* _Data supplied_
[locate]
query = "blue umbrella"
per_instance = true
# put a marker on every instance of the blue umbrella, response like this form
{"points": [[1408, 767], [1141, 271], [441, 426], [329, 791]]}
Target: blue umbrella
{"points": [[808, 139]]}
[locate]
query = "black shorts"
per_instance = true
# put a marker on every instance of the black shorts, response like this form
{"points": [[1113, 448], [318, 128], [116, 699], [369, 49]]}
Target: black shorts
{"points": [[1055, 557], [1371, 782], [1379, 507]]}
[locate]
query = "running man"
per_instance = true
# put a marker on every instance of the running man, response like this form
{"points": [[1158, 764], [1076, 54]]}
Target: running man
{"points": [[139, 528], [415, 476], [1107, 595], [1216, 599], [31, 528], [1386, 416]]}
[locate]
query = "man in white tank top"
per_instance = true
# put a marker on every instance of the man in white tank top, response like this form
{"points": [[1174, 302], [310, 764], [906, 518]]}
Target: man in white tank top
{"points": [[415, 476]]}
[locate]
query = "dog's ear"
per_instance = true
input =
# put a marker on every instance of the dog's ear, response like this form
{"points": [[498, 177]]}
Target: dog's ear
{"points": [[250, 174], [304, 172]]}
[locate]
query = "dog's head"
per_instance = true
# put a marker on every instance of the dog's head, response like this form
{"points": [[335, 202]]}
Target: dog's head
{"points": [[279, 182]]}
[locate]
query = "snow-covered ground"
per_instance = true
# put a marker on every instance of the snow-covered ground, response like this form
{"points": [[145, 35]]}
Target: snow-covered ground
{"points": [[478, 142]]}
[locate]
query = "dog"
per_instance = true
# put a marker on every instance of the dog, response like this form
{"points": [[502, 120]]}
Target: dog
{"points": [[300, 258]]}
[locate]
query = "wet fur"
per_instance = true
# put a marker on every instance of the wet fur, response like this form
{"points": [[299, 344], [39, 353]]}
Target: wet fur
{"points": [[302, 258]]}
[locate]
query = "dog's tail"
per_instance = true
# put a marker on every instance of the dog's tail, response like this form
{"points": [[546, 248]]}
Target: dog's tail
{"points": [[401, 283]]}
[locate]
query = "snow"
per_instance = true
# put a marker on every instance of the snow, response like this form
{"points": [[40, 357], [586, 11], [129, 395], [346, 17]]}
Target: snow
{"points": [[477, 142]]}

* _Set exercise_
Each record must be returned exactly as it is written.

* _Task answer_
[locate]
query = "blue umbrella"
per_instance = true
# put a marker on every instance of the blue umbrella, response like this form
{"points": [[1408, 767], [1141, 271], [441, 426], [329, 791]]}
Target: blue umbrella
{"points": [[808, 139]]}
[locate]
query = "black shorts"
per_instance = true
# put a marker on every instance of the black shorts, response like this form
{"points": [[1113, 448], [318, 128], [116, 699], [369, 49]]}
Target: black shorts
{"points": [[1055, 557], [1371, 782], [1379, 507]]}
[locate]
query = "running man"
per_instance = true
# put a marker on every instance of the running man, response like this form
{"points": [[1158, 764], [1076, 54]]}
Target: running man
{"points": [[139, 528], [415, 476], [1107, 595], [1216, 599], [31, 528], [1386, 416]]}
[locate]
query = "man in white tank top"
per_instance = true
# put a marker on every instance of the man in white tank top, response like this form
{"points": [[1174, 302], [310, 764], [906, 518]]}
Target: man in white tank top
{"points": [[415, 476]]}
[locate]
query = "dog's ear"
per_instance = true
input =
# put a marker on every instance of the dog's ear, response like this form
{"points": [[498, 177]]}
Target: dog's ear
{"points": [[250, 174], [304, 172]]}
[locate]
query = "dog's head"
per_instance = true
# put a marker on every instance of the dog's head, response like this form
{"points": [[335, 202]]}
Target: dog's head
{"points": [[279, 182]]}
[locate]
query = "snow-covered ground"
per_instance = true
# put a marker on every instance of the snow-covered ground, response like this form
{"points": [[145, 35]]}
Target: snow-covered ground
{"points": [[478, 142]]}
[locate]
query = "dog"
per_instance = true
# put a marker on every instance of the dog, response like this form
{"points": [[502, 120]]}
Target: dog
{"points": [[300, 258]]}
[locate]
query = "wet fur"
per_instance = true
# put a marker on every instance of the wet fur, response like this form
{"points": [[299, 344], [39, 353]]}
Target: wet fur
{"points": [[302, 258]]}
[locate]
query = "dog's tail"
per_instance = true
# put a marker on every instance of the dog's tail, response like this form
{"points": [[546, 248]]}
Target: dog's tail
{"points": [[401, 283]]}
[locate]
query = "snow"
per_instance = true
# put a marker on every instance of the snow, response like this form
{"points": [[40, 357], [586, 11], [129, 395], [346, 17]]}
Target: snow
{"points": [[477, 142]]}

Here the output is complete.